Inspired by Superglue³², this paper proposes a self-attention multi-dimensional keypoints matching model. The core idea of the self-attention keypoints matching is to transform the matching problem into an optimal transportation problem to joint encode the vectors of keypoints and descriptors. The Sinkhorn algorithm³³ is applied to iteratively obtain the best matching scores. The proposed matching model is shown in Fig. 4. Due to their repeating location, the keypoints extracted from the input image are first categorized and processed. By a NMS process, the processed keypoints set becomes:

$$P_{i} = (P_o,P_d,P_{o,d}),$$

(6)

where $P_{o,d}$ means the keypoints both in RGB and depth feature maps. $P_o$ and $P_d$ represent the keypoints from the RGB feature map and depth map, respectively. The camera intrinsics are used to convert keypoints from the image coordinate reference to the body coordinate reference in order to unify the keypoint coordinate system.

The keypoints set is then introduced separately into the matching backbone to extract the matching descriptors by the cross-attention and self-attention modules. A score matrix based on the matching descriptors can be used to compute the assignment map A. We design the multi-dimensional pairwise score as the similarity of matching descriptors; the score map is shown in Eq. (7).

$$\begin{aligned} \textbf{S}_{i, j}&= <\mathbf {f_o}_i^A, \mathbf {f_o}_j^B>+\lambda 1<\mathbf {f_d}_i^A,\mathbf {f_d}_j^B> \\ &\quad+\lambda 2<\mathbf {f_od}_i^A, \mathbf {f_od}_j^B>, \forall (i, j) \in \mathscr {A} \times \mathscr {B}. \end{aligned}$$

(7)

where $<\cdot>$ means the inner product. $\lambda 1$ and $\lambda$ are the super parameters to control the weights between the RGB score map, the depth score map, and the integrated score map. The magnitude of the matching descriptors represents the estimation confidence of the keypoints extractor.

To find the correct matching pairs from the matching score, the optimization problem is treated as the optimal transport problem related with the two discrete distributions a and b with scores S. Its entropy-regularized representation inherently yields the desired soft allocation, and the Sinkhorn algorithm can solve it quickly³⁴. While our multi-dimensional matching approach introduces additional computation in the preprocessing stage, this overhead is limited to a one-time cost matrix generation before the Sinkhorn algorithm begins.

- PROBLEMS TO WORK ON
**1)** In the keypoint-matching passage:
(a) Which algorithm is applied to iteratively obtain the best matching scores?
(b) What are the camera intrinsics used to do?
(c) What does the magnitude of the matching descriptors represent?
**2)** Can you write out the keypoint-matching passage from "where $<\cdot>$ means" up to and including "Sinkhorn algorithm begins."?

- DATA
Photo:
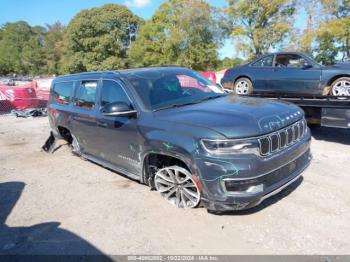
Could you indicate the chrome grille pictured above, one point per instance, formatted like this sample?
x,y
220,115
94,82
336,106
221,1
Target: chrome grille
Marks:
x,y
282,138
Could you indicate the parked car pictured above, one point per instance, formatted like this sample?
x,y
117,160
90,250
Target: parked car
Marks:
x,y
288,73
174,130
7,81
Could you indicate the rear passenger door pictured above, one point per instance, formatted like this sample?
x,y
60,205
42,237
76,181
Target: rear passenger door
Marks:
x,y
260,72
84,115
118,136
295,75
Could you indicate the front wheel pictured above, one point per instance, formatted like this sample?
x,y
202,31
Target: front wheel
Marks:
x,y
177,186
243,86
341,87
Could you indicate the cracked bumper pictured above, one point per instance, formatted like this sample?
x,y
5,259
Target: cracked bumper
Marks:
x,y
244,181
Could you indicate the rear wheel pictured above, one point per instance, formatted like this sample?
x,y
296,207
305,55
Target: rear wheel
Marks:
x,y
243,86
341,87
177,186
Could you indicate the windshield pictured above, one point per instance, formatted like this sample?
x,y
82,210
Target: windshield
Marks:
x,y
168,87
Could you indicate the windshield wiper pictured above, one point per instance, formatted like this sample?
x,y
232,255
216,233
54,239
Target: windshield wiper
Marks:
x,y
189,103
209,98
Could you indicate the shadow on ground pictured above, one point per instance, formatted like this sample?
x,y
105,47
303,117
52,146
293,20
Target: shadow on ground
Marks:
x,y
41,239
330,134
266,203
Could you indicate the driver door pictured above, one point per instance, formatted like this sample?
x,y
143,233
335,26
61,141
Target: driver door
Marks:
x,y
118,136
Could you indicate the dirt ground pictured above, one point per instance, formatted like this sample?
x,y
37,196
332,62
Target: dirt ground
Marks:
x,y
60,204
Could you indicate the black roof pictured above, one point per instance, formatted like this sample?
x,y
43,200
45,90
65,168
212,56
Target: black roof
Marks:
x,y
116,72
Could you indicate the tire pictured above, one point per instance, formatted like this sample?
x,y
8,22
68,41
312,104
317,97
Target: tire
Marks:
x,y
76,149
177,186
243,86
341,87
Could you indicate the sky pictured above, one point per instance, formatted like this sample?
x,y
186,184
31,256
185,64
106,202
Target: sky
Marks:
x,y
41,12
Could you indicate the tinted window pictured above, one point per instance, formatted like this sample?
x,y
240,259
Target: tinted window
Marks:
x,y
263,62
163,88
86,94
62,92
290,60
113,92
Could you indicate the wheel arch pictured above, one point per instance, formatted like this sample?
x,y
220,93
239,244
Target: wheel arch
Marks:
x,y
336,77
155,158
327,89
242,76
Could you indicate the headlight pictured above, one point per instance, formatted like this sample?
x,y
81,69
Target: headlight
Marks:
x,y
230,146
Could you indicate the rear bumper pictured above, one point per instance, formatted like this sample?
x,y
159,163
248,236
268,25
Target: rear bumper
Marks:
x,y
266,178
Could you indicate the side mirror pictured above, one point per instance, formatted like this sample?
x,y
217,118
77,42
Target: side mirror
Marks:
x,y
118,109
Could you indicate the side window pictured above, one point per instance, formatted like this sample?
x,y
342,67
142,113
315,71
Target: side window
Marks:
x,y
113,92
264,62
294,61
62,92
86,94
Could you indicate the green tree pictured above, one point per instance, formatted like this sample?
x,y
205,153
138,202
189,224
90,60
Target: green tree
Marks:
x,y
98,38
259,25
181,32
14,37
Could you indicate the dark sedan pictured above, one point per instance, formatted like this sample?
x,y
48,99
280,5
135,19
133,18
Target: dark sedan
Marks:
x,y
288,73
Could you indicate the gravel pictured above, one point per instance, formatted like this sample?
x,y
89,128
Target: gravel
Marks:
x,y
60,204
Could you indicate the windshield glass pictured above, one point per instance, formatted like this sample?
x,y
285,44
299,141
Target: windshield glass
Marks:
x,y
167,87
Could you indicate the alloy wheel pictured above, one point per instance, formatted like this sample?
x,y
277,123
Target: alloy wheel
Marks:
x,y
177,186
242,87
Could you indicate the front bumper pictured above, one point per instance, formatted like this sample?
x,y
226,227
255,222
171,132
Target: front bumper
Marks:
x,y
244,181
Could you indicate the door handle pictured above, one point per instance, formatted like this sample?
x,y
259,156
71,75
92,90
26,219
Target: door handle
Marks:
x,y
102,124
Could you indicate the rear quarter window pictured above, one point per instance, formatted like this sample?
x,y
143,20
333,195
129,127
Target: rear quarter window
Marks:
x,y
62,92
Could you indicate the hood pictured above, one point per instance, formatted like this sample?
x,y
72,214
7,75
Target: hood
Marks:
x,y
235,117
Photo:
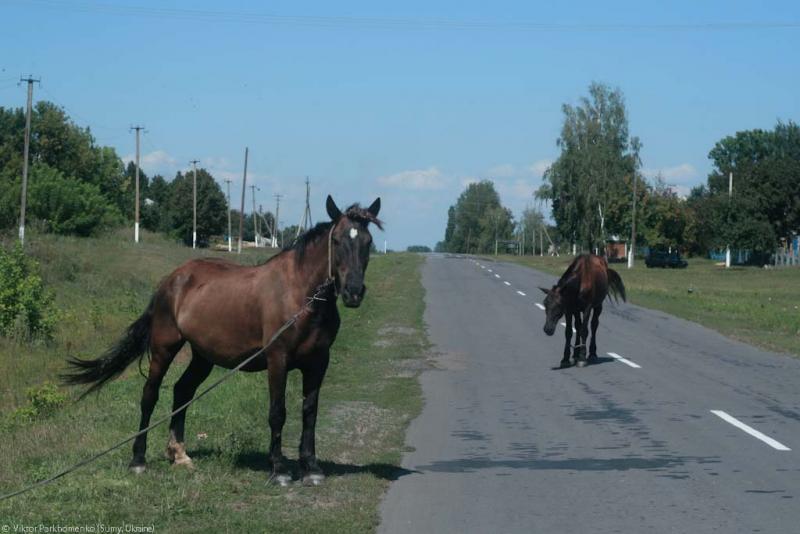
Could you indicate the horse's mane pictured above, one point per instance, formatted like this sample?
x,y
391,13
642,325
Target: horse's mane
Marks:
x,y
574,271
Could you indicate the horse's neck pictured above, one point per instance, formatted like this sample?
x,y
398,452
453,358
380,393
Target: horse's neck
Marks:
x,y
314,269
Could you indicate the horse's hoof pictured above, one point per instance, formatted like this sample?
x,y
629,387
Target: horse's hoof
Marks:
x,y
184,462
137,469
313,479
280,479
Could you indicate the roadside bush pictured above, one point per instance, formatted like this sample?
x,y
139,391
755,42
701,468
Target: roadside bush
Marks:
x,y
43,401
26,307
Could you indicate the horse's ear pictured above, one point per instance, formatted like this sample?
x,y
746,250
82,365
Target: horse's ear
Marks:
x,y
333,210
375,207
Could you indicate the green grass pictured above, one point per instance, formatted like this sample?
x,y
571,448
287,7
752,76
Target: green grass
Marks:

- RESPONSES FOR EACH TASK
**1)**
(a) The Sinkhorn algorithm.
(b) They convert keypoints from the image coordinate reference to the body coordinate reference, which unifies the keypoint coordinate system.
(c) The estimation confidence of the keypoints extractor.

**2)**
where $<\cdot>$ means the inner product. $\lambda 1$ and $\lambda$ are the super parameters to control the weights between the RGB score map, the depth score map, and the integrated score map. The magnitude of the matching descriptors represents the estimation confidence of the keypoints extractor.

To find the correct matching pairs from the matching score, the optimization problem is treated as the optimal transport problem related with the two discrete distributions a and b with scores S. Its entropy-regularized representation inherently yields the desired soft allocation, and the Sinkhorn algorithm can solve it quickly³⁴. While our multi-dimensional matching approach introduces additional computation in the preprocessing stage, this overhead is limited to a one-time cost matrix generation before the Sinkhorn algorithm begins.